*Text block*:
================================

Several of my friends tagged me in an article today in People Magazine featuring a family who grew their family through an embryo placed by another family. One friend in particular is personal friends with one of the two genetic mothers mentioned in the article.
Overall, I'm glad to see Embryo Adoption receive positive press. A lot of what the mom interviewed said was life-affirming and she also spoke freely about her faith. I hope the article leads to more embryo adoptions. Their daughter is a cutie. I also think the way the genetic mom has shared her story has paid excellent respect and honor to the difficult decisions and pain and loss that can be felt by the placing family, and also the tremendous blessing and peace that can come to both families.
I take big issue with one major theme throughout the article, and it's not specific to her. It's not even specific to Embryo Adoption. It's the notion that adoption (of any kind) is an answer to infertility. I don't even think people mean to communicate that, but it's so ingrained in our culture that the belief is easily betrayed within a few minutes of conversation.
Embryo Adoption is not a fertility treatment and we need to stop treating it like it is.
I firmly believe that the reason so many children (both frozen and not) are in need of homes is because we've relegated adoption to a "Plan B" for people who can't conceive.
Adoption is a calling, and for the Church, it's a commandment.
It's not a cause or a crusade, either.
Adoption is messy. And hard. And beautiful. And wonderful. But it should not be entered into as an effort to fix a problem in your life. Children in need of a family need to be loved and embraced and pursued and rescued because we want to give them love, not because we couldn't give that love to someone else. We should adopt because we have something to give and we feel the call to give that something to someone, not just because we want to receive something. It's a perfectly wonderful thing to want a child...even desperately so. But adoption needs to be about the child AT LEAST as much as it's about the parents.

================================

*Data to examine*:
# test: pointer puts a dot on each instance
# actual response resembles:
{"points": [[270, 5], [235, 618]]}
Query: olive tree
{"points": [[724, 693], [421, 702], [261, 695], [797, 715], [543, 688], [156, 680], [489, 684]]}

================================

*Task list*:
• A. Rewrite the passage of the embryo adoption essay that begins at the words "I take big issue" and stops after "like it is.", changing "infertility" to "childlessness".
• B. Extend the embryo adoption essay beyond its final sentence.

*Answers given*:
• A.
I take big issue with one major theme throughout the article, and it's not specific to her. It's not even specific to Embryo Adoption. It's the notion that adoption (of any kind) is an answer to childlessness. I don't even think people mean to communicate that, but it's so ingrained in our culture that the belief is easily betrayed within a few minutes of conversation.
Embryo Adoption is not a fertility treatment and we need to stop treating it like it is.

• B.
The problem with treating adoption as an answer to infertility is that the byproduct is, by in large (I know there are exceptions), that people think of adoption as a backup plan, when there are millions of children worldwide who need us, the Church, to be their Plan A. People shouldn't adopt just because they're infertile, and shouldn't not adopt just because their biology works just fine. The two issues have become intertwined, when really, they are unrelated. The call to adopt can touch anyone with any variety of biological function. Adoption is a beautiful picture of God's love for us, and it is something He asks us to do to take care of the most vulnerable in our world. His instruction has no fertility contingencies.
Often people ask an infertile couple, "Why don't you just adopt?" Well, why don't you, fertile-Myrtle? Biology has no bearing on whether or not someone is called to adopt. Adoption should be considered because someone wants to answer a call in their heart and we should be listening for that call, regardless of if we can procreate. I don't think every person is called to adopt and it would be wrong for those who aren't called to do so. Adoption is too darn hard for that. But if only the 10% of people who are infertile ever adopt, we will never catch up and children will suffer needlessly.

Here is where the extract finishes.